:: SELECTED EXCERPT

Updated on: 26 January,2014 01:50 PM IST  | 
Kareena N Gianani |

Indian men, with all their shades of masculinity and machismo, are now under more scrutiny than ever before. A new TV show looks at Indian masculinity in flux and crisis while four documentaries released last week reveal the aggression, social and sexual anxieties in men to be considered ‘man enough’. Where does the Indian male stand in liberalised India, and what purpose does this attention on him serve?

What men want

A few years ago, when author Aatish Taseer was travelling in Sindh, Pakistan, to conduct research for his book, Stranger To History, he met a mujahir (immigrant) from Jodhpur who commented on the tone of his voice. “You Indian men speak so sweetly. And also wear floral-print shirts,’ he said.


Taseer waved it off then, but now, as he speaks over the telephone from his New Delhi residence, the author vividly remembers the man’s smirk. Soft-spoken men, it would seem, were not ‘man enough’ to the burly, aggressive mujahir, a notion he says is only too common all across the subcontinent.



Author Aatish Taseer’s new show explores aspects and conflicts of Indian masculinity


Unequal gender equations and patriarchal notions are far from changing in most of the country. However, in some, mostly urban sections of society, the Indian male is under more scrutiny than ever. Greater discussion of sexual violence against urban women, misogynistic politicians suffering from the foot-in-the-mouth syndrome, women reporting sexual violence against godmen and magazine editors alike — are we waking up to the fact that we finally need to discuss Indian masculinity in all its forms, ugly, anxious and earnest?

Taseer thinks so. He is currently hosting the TV show, Gentleman’s Code, a six-part series, which discusses the psyche of the Indian male. “A lot of ugliness has emerged about male attitudes and I wanted to be able to discuss some of that.”


A still from Rahul Roy’s documentary on masculinity, Zinda Bhaag

At the outset, Taseer admits that the show does not really cut across class and, given that it caters to a prime-time television audience, also ends up focussing on luxury, style and aspirations.

What he does hope to do with the show, however, is debate the role and concerns of the Indian male in middle and upper-middle class. Power hierarchies at work, in social settings and even marriages are no longer rigid. “This ushers in a new reality for men — something they are excited about but also confused and scared of, because they don’t necessarily have the vocabulary to cope with what is happening to them. That territory for me is most interesting,” he says.

::::
:: MATERIAL SUPPLIED

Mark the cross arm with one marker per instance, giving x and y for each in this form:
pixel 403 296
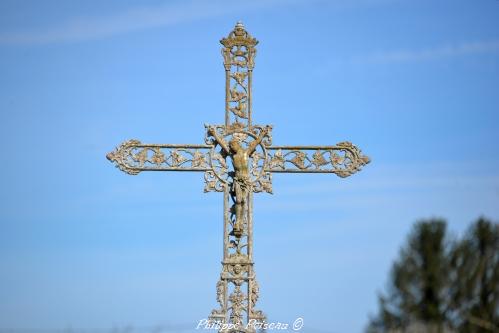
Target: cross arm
pixel 343 159
pixel 134 157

::::

_TASK SET_
a: List every title of a book, television show, or documentary named in the article on Indian masculinity.
b: Resume the article on Indian masculinity immediately after its final sentence.

_ANSWER LIST_
a:
Stranger To History (book)
Gentleman's Code (television show)
Zinda Bhaag (documentary)

b:
Till We Meet Again 

Taseer says he is curious about how the modern urban experience is playing out around us. “When aggressive ideas of masculinity, which are rampant in India, come in contact with Western ideas of modernity in big towns and cities, men feel threatened and affronted. It translates into violence, too. I think we need to find a way to assimilate these ideas so the transition is less confusing and not violent.”

Taseer says his own ideas of masculinity, fortunately, were first shaped by his single mother. “I grew up around liberal women, so gender equality was a kind of social inheritance. But that was not the case for everyone around me, and a new equlibrium between men and women could cause a lot of upheaval in people’s lives.”


Filmmaker Rahul Roy, one of the directors at the Let’s Talk Men 2.0

The show discusses changing expectations of the sexes, their sexual anxieties, and women’s experiences when it comes to dealing with the men in their lives. The first episode, for instance, discussed the relationship of a man with his mother through the story of filmmaker Karan Johar, who told his mother that marriage was not for him. “That segment threw up interesting ideas and explored the deep, yet difficult bond one man shares with his mother. But what interested me the most in that episode was my interview with Priyanka Chopra. Unlike many women who would want their men to loosen up when it comes to jealousy and possessiveness, Priyanka said she likes her man to be possessive. But, equally, she would like to be free to do what she wants. That, I thought, was an interesting contradiction as well as perhaps an example of why men often complain that they don’t fully understand how women expect of them.” Another interview, he adds, was equally revealing. “I was speaking to singer Anoushka Shankar, who said she was appalled when she realised that she had been invited to a party as eye-candy. She added that Indian men do not make her feel three-dimensional at all, and that she could have never married an Indian guy. That, I feel, says quite a lot about our attitude,” says Taseer.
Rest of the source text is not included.